** Required work **
Every entry in the listing below is to be output unchanged.
** Opening The input block **
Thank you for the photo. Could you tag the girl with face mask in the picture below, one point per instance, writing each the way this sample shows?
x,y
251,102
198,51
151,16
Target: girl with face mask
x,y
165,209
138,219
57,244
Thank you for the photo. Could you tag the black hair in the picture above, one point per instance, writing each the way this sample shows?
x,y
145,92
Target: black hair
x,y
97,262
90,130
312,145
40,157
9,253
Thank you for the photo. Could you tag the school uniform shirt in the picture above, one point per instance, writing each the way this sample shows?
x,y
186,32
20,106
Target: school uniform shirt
** Closing The input block **
** Solution **
Thank you for the photo. Could you tag the girl with face mask in the picture below, one point per instance, writing each the way this sample shows?
x,y
251,102
198,51
151,16
Target: girl with face mask
x,y
165,209
138,219
57,244
Thank you for the photo. Could you tag the black hair in the picture above, one point per instance, writing each the way this sample shows?
x,y
145,92
Target: black hair
x,y
97,262
90,130
312,145
40,157
9,253
Thank you for the photo. Could you tag the school uniform shirt in the picture above, one point per instance, writing each the way this sample shows?
x,y
186,32
20,106
Target: school uniform shirt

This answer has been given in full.